(Excerpts from point annotation data)
*****

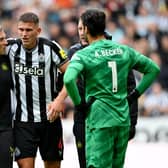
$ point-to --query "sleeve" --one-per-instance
(147, 67)
(133, 109)
(70, 78)
(59, 56)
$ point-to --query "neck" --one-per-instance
(94, 39)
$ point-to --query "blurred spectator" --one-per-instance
(156, 102)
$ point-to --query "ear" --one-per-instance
(39, 30)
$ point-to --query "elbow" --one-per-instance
(67, 79)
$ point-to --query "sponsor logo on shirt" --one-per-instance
(22, 69)
(108, 52)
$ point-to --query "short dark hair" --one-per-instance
(29, 17)
(95, 21)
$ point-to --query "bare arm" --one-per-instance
(55, 108)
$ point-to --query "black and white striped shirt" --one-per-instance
(34, 74)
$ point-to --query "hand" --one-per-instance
(84, 106)
(55, 109)
(132, 132)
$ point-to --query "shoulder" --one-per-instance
(73, 49)
(12, 41)
(48, 42)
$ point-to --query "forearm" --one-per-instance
(62, 94)
(148, 79)
(71, 86)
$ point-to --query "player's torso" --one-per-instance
(34, 74)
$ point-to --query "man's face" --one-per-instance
(81, 32)
(3, 42)
(28, 32)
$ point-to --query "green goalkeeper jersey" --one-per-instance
(105, 66)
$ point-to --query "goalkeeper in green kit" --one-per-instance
(104, 66)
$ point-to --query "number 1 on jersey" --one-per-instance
(112, 65)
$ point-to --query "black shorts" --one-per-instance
(79, 133)
(46, 136)
(6, 148)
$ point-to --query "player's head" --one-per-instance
(81, 33)
(3, 41)
(28, 29)
(94, 21)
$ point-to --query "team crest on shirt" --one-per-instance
(41, 58)
(63, 54)
(75, 57)
(4, 67)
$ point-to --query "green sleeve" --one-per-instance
(147, 67)
(70, 78)
(148, 77)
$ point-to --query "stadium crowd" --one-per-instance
(141, 24)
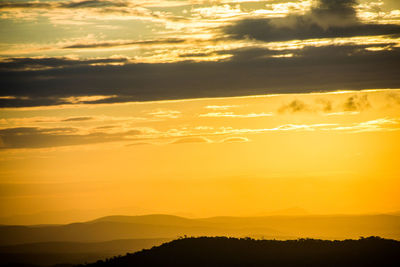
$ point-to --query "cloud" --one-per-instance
(162, 113)
(233, 115)
(74, 119)
(35, 137)
(356, 103)
(219, 107)
(43, 63)
(111, 44)
(294, 106)
(378, 125)
(237, 139)
(311, 69)
(192, 140)
(327, 19)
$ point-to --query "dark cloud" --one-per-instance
(293, 107)
(247, 72)
(78, 119)
(356, 103)
(93, 3)
(191, 140)
(24, 63)
(325, 104)
(63, 4)
(115, 44)
(328, 19)
(34, 137)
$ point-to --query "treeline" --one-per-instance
(224, 251)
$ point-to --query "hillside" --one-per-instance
(51, 253)
(223, 251)
(165, 226)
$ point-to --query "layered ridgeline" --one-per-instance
(116, 235)
(223, 251)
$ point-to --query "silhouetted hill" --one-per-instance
(164, 226)
(51, 253)
(222, 251)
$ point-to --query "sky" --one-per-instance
(199, 108)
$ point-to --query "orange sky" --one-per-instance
(326, 153)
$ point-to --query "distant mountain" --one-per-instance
(222, 251)
(51, 253)
(165, 226)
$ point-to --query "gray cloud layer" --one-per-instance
(330, 18)
(249, 71)
(33, 137)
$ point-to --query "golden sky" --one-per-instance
(199, 108)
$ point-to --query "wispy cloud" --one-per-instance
(233, 115)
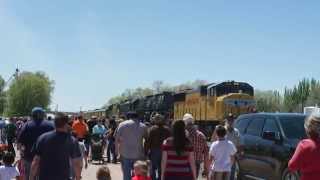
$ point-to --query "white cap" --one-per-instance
(188, 119)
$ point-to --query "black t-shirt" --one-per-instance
(55, 150)
(30, 133)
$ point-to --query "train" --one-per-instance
(209, 104)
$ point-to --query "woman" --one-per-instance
(177, 156)
(306, 159)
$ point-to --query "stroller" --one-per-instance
(97, 147)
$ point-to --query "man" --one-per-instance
(111, 149)
(29, 134)
(53, 152)
(232, 135)
(99, 128)
(157, 134)
(129, 143)
(198, 140)
(10, 132)
(80, 128)
(91, 123)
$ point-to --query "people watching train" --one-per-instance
(29, 134)
(54, 151)
(178, 161)
(306, 159)
(129, 143)
(233, 135)
(157, 134)
(221, 155)
(10, 132)
(199, 143)
(80, 128)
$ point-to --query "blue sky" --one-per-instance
(93, 50)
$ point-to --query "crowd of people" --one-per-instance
(61, 148)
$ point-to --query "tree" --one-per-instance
(29, 90)
(2, 95)
(268, 101)
(303, 92)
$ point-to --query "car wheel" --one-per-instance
(287, 175)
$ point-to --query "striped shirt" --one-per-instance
(177, 165)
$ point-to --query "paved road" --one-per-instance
(116, 174)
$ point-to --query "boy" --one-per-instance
(222, 155)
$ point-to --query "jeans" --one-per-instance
(155, 157)
(111, 150)
(127, 168)
(10, 145)
(198, 164)
(233, 169)
(27, 169)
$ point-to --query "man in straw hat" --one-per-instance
(157, 134)
(198, 140)
(306, 158)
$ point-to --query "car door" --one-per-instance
(271, 150)
(251, 161)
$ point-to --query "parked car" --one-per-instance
(269, 141)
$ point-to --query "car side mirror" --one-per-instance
(273, 136)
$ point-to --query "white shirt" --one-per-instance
(8, 173)
(221, 151)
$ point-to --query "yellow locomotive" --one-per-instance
(211, 103)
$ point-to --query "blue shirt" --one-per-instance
(30, 133)
(55, 150)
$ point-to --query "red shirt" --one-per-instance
(177, 165)
(306, 159)
(141, 178)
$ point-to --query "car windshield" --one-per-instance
(293, 126)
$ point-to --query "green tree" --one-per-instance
(27, 91)
(268, 101)
(2, 95)
(303, 92)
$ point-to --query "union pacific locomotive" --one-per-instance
(209, 104)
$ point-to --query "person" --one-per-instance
(222, 154)
(99, 128)
(306, 158)
(233, 135)
(129, 143)
(103, 173)
(141, 169)
(10, 131)
(91, 123)
(80, 128)
(8, 171)
(29, 134)
(53, 152)
(199, 143)
(111, 148)
(178, 161)
(157, 134)
(84, 153)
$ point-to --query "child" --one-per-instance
(103, 173)
(141, 169)
(222, 154)
(8, 171)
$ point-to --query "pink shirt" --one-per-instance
(306, 159)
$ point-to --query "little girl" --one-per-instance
(8, 171)
(141, 169)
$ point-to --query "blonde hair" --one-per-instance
(103, 173)
(143, 167)
(312, 125)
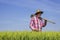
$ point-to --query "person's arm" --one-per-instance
(31, 24)
(45, 23)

*****

TASK DIRECTIONS |
Quote every line of the records above exactly; no picture is to be copied.

EXERCISE RESULT |
$ point-to --query "sleeve" --one-per-instance
(147, 67)
(133, 109)
(70, 78)
(59, 56)
$ point-to --query "neck" --one-per-instance
(94, 39)
$ point-to --query "blurred spectator" --one-per-instance
(156, 102)
$ point-to --query "ear" --one-per-instance
(39, 30)
$ point-to --query "elbow" --one-per-instance
(67, 79)
$ point-to --query "sponsor logo on shirt" --one-per-instance
(22, 69)
(108, 52)
$ point-to --query "short dark hair" --one-per-instance
(29, 17)
(95, 21)
$ point-to --query "bare arm" --one-per-instance
(55, 108)
$ point-to --query "black and white striped shirt" --one-per-instance
(34, 74)
$ point-to --query "hand" --one-per-instance
(84, 106)
(55, 109)
(132, 132)
$ point-to --query "shoulder" --one-per-instance
(73, 49)
(12, 41)
(48, 42)
$ point-to --query "forearm" --one-per-instance
(62, 94)
(148, 79)
(71, 86)
$ point-to --query "player's torso" --one-per-instance
(34, 74)
$ point-to --query "man's face" --one-per-instance
(81, 32)
(3, 42)
(28, 32)
$ point-to --query "green goalkeeper jersey" --one-per-instance
(105, 66)
$ point-to --query "goalkeeper in green kit" --one-per-instance
(104, 66)
$ point-to --query "number 1 on jersey" --one-per-instance
(112, 65)
$ point-to --query "black shorts" --one-per-instance
(79, 133)
(46, 136)
(6, 148)
$ point-to --query "player's head" --one-per-instance
(81, 33)
(3, 41)
(28, 29)
(94, 21)
$ point-to --query "team crest on shirt" --one-per-instance
(41, 58)
(63, 54)
(75, 57)
(4, 67)
$ point-to --query "green sleeve" --one-per-instance
(147, 67)
(70, 78)
(148, 77)
$ point-to --query "stadium crowd" --one-per-instance
(141, 24)
$ point-to --query "cloud" --one-per-instance
(162, 113)
(233, 115)
(74, 119)
(35, 137)
(356, 103)
(219, 107)
(43, 63)
(111, 44)
(294, 106)
(378, 125)
(237, 139)
(311, 69)
(192, 140)
(327, 19)
$ point-to --query "dark cloud" --one-per-instance
(293, 107)
(247, 72)
(78, 119)
(356, 103)
(93, 3)
(191, 140)
(24, 63)
(325, 104)
(63, 4)
(115, 44)
(328, 19)
(34, 137)
$ point-to --query "treeline" --one-per-instance
(224, 251)
$ point-to --query "hillside" --one-per-instance
(51, 253)
(223, 251)
(165, 226)
$ point-to --query "layered ridgeline" --one-per-instance
(116, 235)
(223, 251)
$ point-to --query "silhouetted hill" --one-per-instance
(164, 226)
(51, 253)
(222, 251)
$ point-to --query "sky" --one-per-instance
(199, 108)
$ point-to --query "orange sky" --one-per-instance
(326, 153)
$ point-to --query "distant mountain" --one-per-instance
(222, 251)
(51, 253)
(165, 226)
$ point-to --query "gray cloud layer" --one-per-instance
(330, 18)
(249, 71)
(33, 137)
$ point-to --query "golden sky" --one-per-instance
(199, 108)
$ point-to --query "wispy cloud" --one-per-instance
(233, 115)
$ point-to --query "white cap" --one-per-instance
(188, 119)
$ point-to --query "black t-shirt" --one-per-instance
(55, 150)
(30, 133)
$ point-to --query "train" --one-per-instance
(209, 104)
$ point-to --query "woman" --one-per-instance
(177, 156)
(306, 159)
$ point-to --query "stroller" --one-per-instance
(97, 147)
$ point-to --query "man" --one-per-instance
(111, 149)
(29, 134)
(53, 152)
(232, 135)
(99, 128)
(157, 134)
(129, 143)
(198, 140)
(10, 132)
(80, 128)
(91, 123)
$ point-to --query "people watching train" --one-per-instance
(29, 134)
(54, 151)
(178, 161)
(306, 159)
(129, 143)
(233, 135)
(157, 134)
(221, 155)
(10, 132)
(199, 143)
(80, 128)
$ point-to --query "blue sky" --one-per-instance
(93, 50)
$ point-to --query "crowd of people" --one-per-instance
(61, 148)
$ point-to --query "tree" --one-per-instance
(29, 90)
(2, 95)
(268, 101)
(303, 92)
$ point-to --query "car wheel" --one-per-instance
(287, 175)
$ point-to --query "striped shirt" --one-per-instance
(177, 165)
$ point-to --query "paved road" --one-per-instance
(116, 174)
$ point-to --query "boy" --one-per-instance
(222, 155)
$ point-to --query "jeans" --one-per-instance
(155, 157)
(111, 150)
(127, 168)
(10, 145)
(198, 164)
(233, 169)
(27, 169)
$ point-to --query "man in straw hat" --one-per-instance
(157, 134)
(198, 140)
(306, 158)
$ point-to --query "car door" --one-per-instance
(271, 150)
(251, 161)
$ point-to --query "parked car" --one-per-instance
(269, 141)
$ point-to --query "car side mirror" --one-per-instance
(273, 136)
$ point-to --query "white shirt" --one-per-instance
(8, 173)
(221, 151)
$ point-to --query "yellow locomotive" --one-per-instance
(211, 103)
$ point-to --query "blue shirt" --one-per-instance
(30, 133)
(55, 150)
$ point-to --query "red shirt" --one-per-instance
(177, 165)
(306, 159)
(141, 178)
$ point-to --query "car windshield" --one-per-instance
(293, 126)
$ point-to --query "green tree" --one-per-instance
(27, 91)
(268, 101)
(2, 95)
(303, 92)
$ point-to --query "union pacific locomotive" --one-per-instance
(209, 104)
$ point-to --query "person" --one-per-instance
(222, 154)
(99, 128)
(306, 158)
(233, 135)
(129, 143)
(103, 173)
(141, 169)
(10, 131)
(91, 123)
(80, 128)
(8, 171)
(29, 134)
(53, 152)
(199, 143)
(111, 148)
(178, 161)
(157, 134)
(84, 153)
$ point-to --query "child" --one-per-instance
(103, 173)
(141, 169)
(222, 154)
(8, 171)
$ point-to --query "pink shirt" --one-per-instance
(306, 159)
$ point-to --query "little girl" --one-per-instance
(8, 171)
(141, 169)
$ point-to --query "blonde hair" --one-per-instance
(103, 173)
(143, 167)
(312, 125)
$ point-to --query "person's arm" --one-per-instance
(31, 24)
(45, 23)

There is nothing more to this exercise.